### [Required task 1]
Reproduce the entries verbatim, beginning at their first line and ending with, and including, the line that contains "[[179, 202], [214, 171]]".

### [Text passage]
________

Split db-init into pre-schema and post-schema phases

CI dry-run revealed an architectural ordering bug: db-init/004 and
db-init/005 ALTER TABLE the Directus-managed tables (organization_users,
events, etc.), but db-init runs BEFORE schema-apply creates those
tables. On a fresh CI Postgres this fails with "relation does not
exist." Local dev never tripped this because we'd created the tables
via MCP first.

Fix: introduce a post-schema migration phase. Two db-init runs in the
entrypoint, with schema-apply in between:

  1. apply-db-init.sh   db-init/        → positions hypertable + faulty
                                          column (tables Directus does
                                          NOT manage)
  2. schema-apply.sh                    → creates Directus-managed tables
                                          from snapshots/schema.yaml
  3. apply-db-init.sh   db-init-post/   → composite UNIQUE constraints on
                                          the Directus-managed tables
  4. directus bootstrap
  5. directus start

Files moved:
  db-init/004_junction_unique_constraints.sql →
    db-init-post/001_junction_unique_constraints.sql
  db-init/005_event_participation_unique_constraints.sql →
    db-init-post/002_event_participation_unique_constraints.sql

Each ALTER TABLE in the post-schema migrations is now wrapped in a
pg_constraint existence guard for idempotency. This handles the dev DB
where the constraints already exist (from the original 004/005 runs +
the manual psql recovery during task 1.5's destructive-apply
incident). Old 004/005 rows in migrations_applied become orphans —
harmless.

Updates:
- Dockerfile: COPY db-init-post into the image
- entrypoint.sh: 4-step → 5-step flow with the post-schema run between
  schema-apply and bootstrap
- .gitea/workflows/build.yml: dry-run chains all three pre-boot scripts
  (pre-schema → schema-apply → post-schema); path filter includes
  db-init-post/**
- Task specs 1.4 and 1.5 Done sections: updated to reference the new
  db-init-post/ path (db-init/004 → db-init-post/001, etc.)

The reusable runner script (apply-db-init.sh) didn't need to change —
it already accepts DB_INIT_DIR and uses just the basename for the
guard-table key. The two phases share migrations_applied; filenames
don't collide because pre-schema and post-schema use distinct
descriptive names.

Phase 1 is still "done" — this is a Phase 1 architectural correction
exposed by the CI dry-run, not a new task.
This commit is contained in:
2026-05-02 10:47:52 +02:00
parent 82615c0a66
commit e01abfef27
10 changed files with 245 additions and 157 deletions
@@ -140,7 +140,7 @@ Unique constraint: `(organization_id, device_id)`.
- `organization_devices` — 6 fields (id UUID PK, organization_id M2O, device_id M2O, registered_at, date_created, date_updated).
- 6 M2O relations on the junctions, all with `ON DELETE RESTRICT`.

________

### [Data records]
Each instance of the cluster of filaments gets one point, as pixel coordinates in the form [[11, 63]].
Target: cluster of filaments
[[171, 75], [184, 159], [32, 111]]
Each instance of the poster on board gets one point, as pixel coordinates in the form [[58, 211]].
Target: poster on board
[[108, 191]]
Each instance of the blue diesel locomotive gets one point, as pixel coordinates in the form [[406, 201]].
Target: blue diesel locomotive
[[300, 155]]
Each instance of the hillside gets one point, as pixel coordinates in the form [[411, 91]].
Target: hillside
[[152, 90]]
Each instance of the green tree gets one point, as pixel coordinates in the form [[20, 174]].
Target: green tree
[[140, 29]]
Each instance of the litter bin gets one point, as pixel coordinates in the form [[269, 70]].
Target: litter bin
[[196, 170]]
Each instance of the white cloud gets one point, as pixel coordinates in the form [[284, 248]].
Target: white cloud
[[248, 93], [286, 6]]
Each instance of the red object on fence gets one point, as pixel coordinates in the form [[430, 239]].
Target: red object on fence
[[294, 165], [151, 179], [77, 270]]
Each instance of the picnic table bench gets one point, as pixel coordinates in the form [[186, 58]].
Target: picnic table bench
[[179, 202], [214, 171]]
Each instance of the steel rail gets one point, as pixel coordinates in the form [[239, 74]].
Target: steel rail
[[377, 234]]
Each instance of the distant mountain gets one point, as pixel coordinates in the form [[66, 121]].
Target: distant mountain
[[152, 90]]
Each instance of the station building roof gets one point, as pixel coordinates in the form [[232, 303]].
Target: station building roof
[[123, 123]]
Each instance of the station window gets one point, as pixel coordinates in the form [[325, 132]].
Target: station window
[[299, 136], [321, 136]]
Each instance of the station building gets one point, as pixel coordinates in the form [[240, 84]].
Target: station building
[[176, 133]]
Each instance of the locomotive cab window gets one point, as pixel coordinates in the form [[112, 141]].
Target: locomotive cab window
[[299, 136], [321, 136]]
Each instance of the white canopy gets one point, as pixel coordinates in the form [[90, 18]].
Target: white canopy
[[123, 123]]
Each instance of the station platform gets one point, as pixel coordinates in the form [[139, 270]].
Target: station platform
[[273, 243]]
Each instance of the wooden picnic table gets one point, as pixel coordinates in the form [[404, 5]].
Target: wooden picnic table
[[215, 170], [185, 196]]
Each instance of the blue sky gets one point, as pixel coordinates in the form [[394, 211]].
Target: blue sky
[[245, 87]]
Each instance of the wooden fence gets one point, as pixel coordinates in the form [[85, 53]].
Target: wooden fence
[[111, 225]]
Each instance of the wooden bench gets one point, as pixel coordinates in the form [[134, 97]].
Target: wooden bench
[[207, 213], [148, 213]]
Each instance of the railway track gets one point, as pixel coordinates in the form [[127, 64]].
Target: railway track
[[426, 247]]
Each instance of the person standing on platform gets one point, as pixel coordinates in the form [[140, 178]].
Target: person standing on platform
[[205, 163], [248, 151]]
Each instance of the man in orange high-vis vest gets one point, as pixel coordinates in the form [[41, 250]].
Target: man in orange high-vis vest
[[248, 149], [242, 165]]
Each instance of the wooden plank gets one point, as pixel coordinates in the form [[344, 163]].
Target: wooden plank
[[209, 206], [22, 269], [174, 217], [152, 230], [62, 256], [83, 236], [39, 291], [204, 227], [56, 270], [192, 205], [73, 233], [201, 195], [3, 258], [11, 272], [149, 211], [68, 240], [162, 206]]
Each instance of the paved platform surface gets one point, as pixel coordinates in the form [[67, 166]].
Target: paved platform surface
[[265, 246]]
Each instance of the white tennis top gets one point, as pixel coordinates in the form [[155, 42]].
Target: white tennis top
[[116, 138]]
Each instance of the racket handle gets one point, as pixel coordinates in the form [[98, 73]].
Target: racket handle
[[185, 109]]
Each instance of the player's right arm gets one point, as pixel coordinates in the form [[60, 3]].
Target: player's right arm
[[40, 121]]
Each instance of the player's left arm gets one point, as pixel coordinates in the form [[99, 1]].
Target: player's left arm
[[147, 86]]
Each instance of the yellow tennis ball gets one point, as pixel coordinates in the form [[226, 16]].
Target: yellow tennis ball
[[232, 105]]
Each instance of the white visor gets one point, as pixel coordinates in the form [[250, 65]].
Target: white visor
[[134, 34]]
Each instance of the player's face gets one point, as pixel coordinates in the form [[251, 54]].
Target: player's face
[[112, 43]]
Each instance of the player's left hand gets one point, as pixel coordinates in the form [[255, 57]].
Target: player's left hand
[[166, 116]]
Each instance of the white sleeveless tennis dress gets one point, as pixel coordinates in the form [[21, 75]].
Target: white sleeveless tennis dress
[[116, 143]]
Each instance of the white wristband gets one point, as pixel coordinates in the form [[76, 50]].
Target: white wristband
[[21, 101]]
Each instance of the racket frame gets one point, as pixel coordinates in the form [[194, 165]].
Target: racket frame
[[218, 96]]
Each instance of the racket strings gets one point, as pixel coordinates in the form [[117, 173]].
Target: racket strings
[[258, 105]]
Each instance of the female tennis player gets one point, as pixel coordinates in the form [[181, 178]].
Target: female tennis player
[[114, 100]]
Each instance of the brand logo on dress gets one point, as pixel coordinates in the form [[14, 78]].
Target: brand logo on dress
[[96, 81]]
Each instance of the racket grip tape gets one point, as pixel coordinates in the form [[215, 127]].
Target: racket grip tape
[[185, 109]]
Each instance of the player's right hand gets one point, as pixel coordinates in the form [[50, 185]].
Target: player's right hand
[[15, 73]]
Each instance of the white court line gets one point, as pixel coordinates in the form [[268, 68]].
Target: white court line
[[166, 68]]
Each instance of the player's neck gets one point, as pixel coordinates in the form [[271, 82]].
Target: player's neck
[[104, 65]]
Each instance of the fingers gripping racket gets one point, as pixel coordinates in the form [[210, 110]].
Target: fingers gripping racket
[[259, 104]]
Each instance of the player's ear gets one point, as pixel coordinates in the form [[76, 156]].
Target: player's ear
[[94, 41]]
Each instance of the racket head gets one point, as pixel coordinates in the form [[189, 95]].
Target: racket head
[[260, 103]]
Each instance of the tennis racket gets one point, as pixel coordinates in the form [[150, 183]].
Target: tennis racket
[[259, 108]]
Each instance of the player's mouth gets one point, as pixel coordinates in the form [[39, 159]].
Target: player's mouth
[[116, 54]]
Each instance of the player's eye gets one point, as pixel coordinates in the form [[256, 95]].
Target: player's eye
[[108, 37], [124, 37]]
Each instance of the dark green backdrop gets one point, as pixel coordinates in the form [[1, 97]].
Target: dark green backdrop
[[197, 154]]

________

### [Required task 2]
Continue the commit text on splitting db-init into pre-schema and post-schema phases, starting after its last line.

### [Written response 1]
Each instance of the cluster of filaments gets one point, as pixel coordinates in the form [[11, 63]].
Target: cluster of filaments
[[171, 75], [184, 159], [32, 111]]
Each instance of the poster on board gets one point, as pixel coordinates in the form [[58, 211]].
Target: poster on board
[[108, 191]]
Each instance of the blue diesel locomotive gets one point, as pixel coordinates in the form [[406, 201]].
Target: blue diesel locomotive
[[300, 155]]
Each instance of the hillside gets one point, as pixel coordinates in the form [[411, 91]].
Target: hillside
[[152, 90]]
Each instance of the green tree gets one point, as pixel coordinates in the form [[20, 174]].
Target: green tree
[[140, 29]]
Each instance of the litter bin gets one point, as pixel coordinates in the form [[269, 70]].
Target: litter bin
[[196, 170]]
Each instance of the white cloud gets one point, as pixel coordinates in the form [[284, 248]].
Target: white cloud
[[248, 93], [286, 6]]
Each instance of the red object on fence gets one point, as pixel coordinates in the form [[430, 239]].
Target: red object on fence
[[294, 165], [151, 179], [77, 270]]
Each instance of the picnic table bench gets one point, as pixel coordinates in the form [[186, 58]].
Target: picnic table bench
[[179, 202], [214, 171]]

### [Written response 2]
**Composite unique constraints landed via `db-init/004_junction_unique_constraints.sql`** because Directus's snapshot YAML format does not capture composite unique constraints (only single-column ones via `is_unique`). The migration adds:
**Composite unique constraints landed via `db-init-post/001_junction_unique_constraints.sql`** because Directus's snapshot YAML format does not capture composite unique constraints (only single-column ones via `is_unique`). The migration adds:
- `organization_users (organization_id, user_id)`
- `organization_vehicles (organization_id, vehicle_id)`
- `organization_devices (organization_id, device_id)`
@@ -157,7 +157,7 @@ Boot logs confirm: `[db-init] apply 004_junction_unique_constraints.sql` → `[d
- ✅ All seven collections exist with the fields specified.
- ✅ Required fields flagged (organizations.name/slug, devices.imei/model, vehicles.make/model, junction org/target/role).
- ✅ Single-column unique constraints (organizations.slug, devices.imei) enforced.
- ✅ Composite unique constraints on junctions enforced via db-init/004 (assertion block confirms).
- ✅ Composite unique constraints on junctions enforced via db-init-post/001 (assertion block confirms).
- ✅ M2O relations clickable in admin UI (Directus auto-resolves the dropdowns from the relation metadata).
- ✅ No permission policies attached — admin-only by default.
-`pnpm run schema:snapshot` produces snapshots/schema.yaml with all 7 collections present.
@@ -133,7 +133,7 @@ Unique constraint: `(entry_id, device_id)` — a device can't appear twice in th
**10 relations** wired across the 5 collections, all `ON DELETE RESTRICT` except `entry_devices.assigned_user_id` (`SET NULL`, deviation noted above).
**Composite unique constraints landed via `db-init/005_event_participation_unique_constraints.sql`:**
**Composite unique constraints landed via `db-init-post/002_event_participation_unique_constraints.sql`:**
- `events (organization_id, slug)`
- `classes (event_id, code)`
- `entries (event_id, race_number)`
@@ -149,10 +149,10 @@ This task surfaced a real foot-gun in our boot pipeline. Documenting in detail s
**What happened:**
1. We created 5 new collections via MCP against the running Directus.
2. We then ran `docker compose build && up -d` to make `db-init/005_*.sql` apply.
2. We then ran `docker compose build && up -d` to make `db-init-post/002_*.sql` apply.
3. The image rebuild baked in the OLD `snapshots/schema.yaml` (committed in task 1.4 — only had 7 collections).
4. Boot ran the entrypoint chain. db-init applied 005 successfully (constraints landed on the new tables). But step 2/4 (`schema-apply.sh``directus schema apply --yes /directus/snapshots/schema.yaml`) compared the running DB against the stale snapshot and saw 5 collections that "shouldn't exist" — so it **deleted them**, taking the constraints with them.
5. End state: 5 collections gone, db-init/005 row in `migrations_applied` still recorded as applied (so it wouldn't re-run), production-shape damage in dev.
5. End state: 5 collections gone, db-init-post/002 row in `migrations_applied` still recorded as applied (so it wouldn't re-run), production-shape damage in dev.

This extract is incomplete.